# Start of TEXT BLOCK

Signed-off-by: Thinh Tran <thinhtr@linux.vnet.ibm.com>
---
 drivers/net/ethernet/broadcom/bnx2x/bnx2x.h   |  4 ++++
 .../net/ethernet/broadcom/bnx2x/bnx2x_cmn.c   | 24 ++++++++++++++++++-
 .../net/ethernet/broadcom/bnx2x/bnx2x_cmn.h   |  3 +++
 3 files changed, 30 insertions(+), 1 deletion(-)

Comments

Jakub Kicinski Aug. 27, 2022, 1:44 a.m. UTC | #1
On Thu, 25 Aug 2022 20:00:29 +0000 Thinh Tran wrote:
> As the BCM57810 and other I/O adapters are connected
> through a PCIe switch, the bnx2x driver causes unexpected
> system hang/crash while handling PCIe switch errors, if 
> its error handler is called after other drivers' handlers.
> 
> In this case, after numbers of bnx2x_tx_timout(), the
> bnx2x_nic_unload() is  called, frees up resources and
> calls bnx2x_napi_disable(). Then when EEH calls its
> error handler, the bnx2x_io_error_detected() and
> bnx2x_io_slot_reset() also calling bnx2x_napi_disable()
> and freeing the resources.
> 
> This patch will:
> - reduce the numbers of bnx2x_panic_dump() while in
>   bnx2x_tx_timeout(), avoid filling up dmesg buffer.
> - use checking new napi_enable flags to prevent calling 
>   disable again which causing system hangs.
> - cheking if fp->page_pool already freed avoid system
>   crash.

# End of TEXT BLOCK
# Start of DATA SUPPLIED

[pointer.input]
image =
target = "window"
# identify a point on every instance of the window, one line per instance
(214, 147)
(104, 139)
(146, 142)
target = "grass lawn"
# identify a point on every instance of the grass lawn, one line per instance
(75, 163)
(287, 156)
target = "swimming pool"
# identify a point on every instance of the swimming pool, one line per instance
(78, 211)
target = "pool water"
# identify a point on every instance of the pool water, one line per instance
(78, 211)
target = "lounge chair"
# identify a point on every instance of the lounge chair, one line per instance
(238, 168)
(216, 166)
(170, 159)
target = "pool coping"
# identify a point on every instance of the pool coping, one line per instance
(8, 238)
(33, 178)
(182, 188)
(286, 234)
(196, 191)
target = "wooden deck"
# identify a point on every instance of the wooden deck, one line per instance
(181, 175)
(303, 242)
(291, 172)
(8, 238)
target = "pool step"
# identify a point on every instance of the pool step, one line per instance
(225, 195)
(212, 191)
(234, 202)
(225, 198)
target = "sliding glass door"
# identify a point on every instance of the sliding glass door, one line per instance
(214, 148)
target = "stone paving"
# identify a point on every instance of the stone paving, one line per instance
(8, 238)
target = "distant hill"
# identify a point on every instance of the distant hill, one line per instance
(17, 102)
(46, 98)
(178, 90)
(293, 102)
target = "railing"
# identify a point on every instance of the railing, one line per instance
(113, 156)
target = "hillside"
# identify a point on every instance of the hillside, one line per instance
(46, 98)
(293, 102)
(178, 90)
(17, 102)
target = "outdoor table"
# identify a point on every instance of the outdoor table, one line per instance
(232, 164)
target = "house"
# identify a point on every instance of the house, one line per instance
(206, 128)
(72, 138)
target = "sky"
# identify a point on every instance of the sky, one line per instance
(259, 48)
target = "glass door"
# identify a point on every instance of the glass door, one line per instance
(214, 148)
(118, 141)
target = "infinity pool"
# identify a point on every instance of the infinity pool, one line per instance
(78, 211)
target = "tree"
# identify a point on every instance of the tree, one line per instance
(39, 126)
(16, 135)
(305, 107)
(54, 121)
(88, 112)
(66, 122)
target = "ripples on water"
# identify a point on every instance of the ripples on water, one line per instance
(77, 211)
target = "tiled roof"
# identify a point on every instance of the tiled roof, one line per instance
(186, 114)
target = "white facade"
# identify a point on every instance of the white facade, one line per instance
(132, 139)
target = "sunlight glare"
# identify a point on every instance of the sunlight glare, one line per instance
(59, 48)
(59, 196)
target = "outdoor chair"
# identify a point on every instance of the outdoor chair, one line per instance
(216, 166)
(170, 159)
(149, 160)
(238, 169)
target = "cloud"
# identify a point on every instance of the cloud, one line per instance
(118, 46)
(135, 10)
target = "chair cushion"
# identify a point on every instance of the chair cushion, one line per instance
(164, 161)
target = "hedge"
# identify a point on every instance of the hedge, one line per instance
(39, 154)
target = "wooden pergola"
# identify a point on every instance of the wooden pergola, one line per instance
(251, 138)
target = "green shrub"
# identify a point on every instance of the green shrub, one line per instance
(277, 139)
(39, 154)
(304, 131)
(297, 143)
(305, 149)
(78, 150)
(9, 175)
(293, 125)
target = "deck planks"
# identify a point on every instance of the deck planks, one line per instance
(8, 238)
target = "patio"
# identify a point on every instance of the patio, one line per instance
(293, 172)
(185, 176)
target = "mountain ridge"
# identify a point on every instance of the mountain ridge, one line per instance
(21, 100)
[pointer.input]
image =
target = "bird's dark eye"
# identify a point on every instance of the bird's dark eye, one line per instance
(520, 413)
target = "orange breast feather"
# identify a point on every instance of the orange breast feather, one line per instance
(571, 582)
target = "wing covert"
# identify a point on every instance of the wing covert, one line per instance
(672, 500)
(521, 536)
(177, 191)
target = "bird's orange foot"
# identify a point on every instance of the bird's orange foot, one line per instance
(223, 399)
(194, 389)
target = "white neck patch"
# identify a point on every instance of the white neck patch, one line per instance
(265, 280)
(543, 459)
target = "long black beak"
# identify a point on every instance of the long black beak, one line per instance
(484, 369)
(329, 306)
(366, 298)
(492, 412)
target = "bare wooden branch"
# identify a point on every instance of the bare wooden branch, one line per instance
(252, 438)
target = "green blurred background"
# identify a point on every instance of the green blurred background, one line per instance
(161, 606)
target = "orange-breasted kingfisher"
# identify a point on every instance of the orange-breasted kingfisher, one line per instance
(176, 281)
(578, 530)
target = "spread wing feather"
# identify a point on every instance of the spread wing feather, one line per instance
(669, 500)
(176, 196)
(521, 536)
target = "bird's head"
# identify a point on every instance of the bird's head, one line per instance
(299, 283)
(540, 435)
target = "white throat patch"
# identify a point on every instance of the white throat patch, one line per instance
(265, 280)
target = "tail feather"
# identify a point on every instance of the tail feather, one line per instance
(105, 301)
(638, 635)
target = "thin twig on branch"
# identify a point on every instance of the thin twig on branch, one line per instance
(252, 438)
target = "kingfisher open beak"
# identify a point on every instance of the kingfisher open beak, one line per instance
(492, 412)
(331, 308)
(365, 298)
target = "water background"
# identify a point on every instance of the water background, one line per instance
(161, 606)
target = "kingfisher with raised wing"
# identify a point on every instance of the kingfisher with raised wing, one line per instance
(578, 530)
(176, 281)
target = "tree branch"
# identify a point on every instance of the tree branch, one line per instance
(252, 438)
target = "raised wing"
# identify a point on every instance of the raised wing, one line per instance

# End of DATA SUPPLIED

CHALLENGES
[a] In the bnx2x patch discussion, what does the patch check for in order to avoid a system crash?
[b] Write the next part of the bnx2x patch discussion, picking up after its final line.
The material that accompanies this text plays no part here.

RESULTS BY TASK
[a] It checks whether fp->page_pool has already been freed.

[b]
> diff --git a/drivers/net/ethernet/broadcom/bnx2x/bnx2x_cmn.c b/drivers/net/ethernet/broadcom/bnx2x/bnx2x_cmn.c
> index 712b5595bc39..bb8d91f44642 100644
> --- a/drivers/net/ethernet/broadcom/bnx2x/bnx2x_cmn.c
> +++ b/drivers/net/ethernet/broadcom/bnx2x/bnx2x_cmn.c
> @@ -1860,37 +1860,49 @@ static int bnx2x_setup_irqs(struct bnx2x *bp)
>  static void bnx2x_napi_enable_cnic(struct bnx2x *bp)
>  {
>  	int i;
> +	if (bp->cnic_napi_enable)

empty line between variables and code, pls

> +		return;
>  
>  	for_each_rx_queue_cnic(bp, i) {
>  		napi_enable(&bnx2x_fp(bp, i, napi));
>  	}
> +	bp->cnic_napi_enable = true;

The concept of not calling napi_enable() / disable()
feels a little wrong. It's the state of the driver,
not the NAPI that's the problem so perhaps you could
a appropriately named bool for that (IDK, maybe 
nic_stopped) and prevent coming into the NAPI handling
functions completely?

Is all other code in the driver on the path in question 
really idempotent?

>  }
>  
>  static void bnx2x_napi_enable(struct bnx2x *bp)
>  {
>  	int i;
> +	if (bp->napi_enable)
> +		return;
>  
>  	for_each_eth_queue(bp, i) {
>  		napi_enable(&bnx2x_fp(bp, i, napi));
>  	}
> +	bp->napi_enable = true;
>  }
>  
>  static void bnx2x_napi_disable_cnic(struct bnx2x *bp)
>  {
>  	int i;
> +	if (!bp->cnic_napi_enable)
> +		return;
>  
>  	for_each_rx_queue_cnic(bp, i) {
>  		napi_disable(&bnx2x_fp(bp, i, napi));
>  	}
> +	bp->cnic_napi_enable = false;
>  }
>  
>  static void bnx2x_napi_disable(struct bnx2x *bp)
>  {
>  	int i;
> +	if (!bp->napi_enable)
> +		return;
>  
>  	for_each_eth_queue(bp, i) {
>  		napi_disable(&bnx2x_fp(bp, i, napi));
>  	}
> +	bp->napi_enable = false;
>  }
>  
>  void bnx2x_netif_start(struct bnx2x *bp)
> @@ -2554,6 +2566,7 @@ int bnx2x_load_cnic(struct bnx2x *bp)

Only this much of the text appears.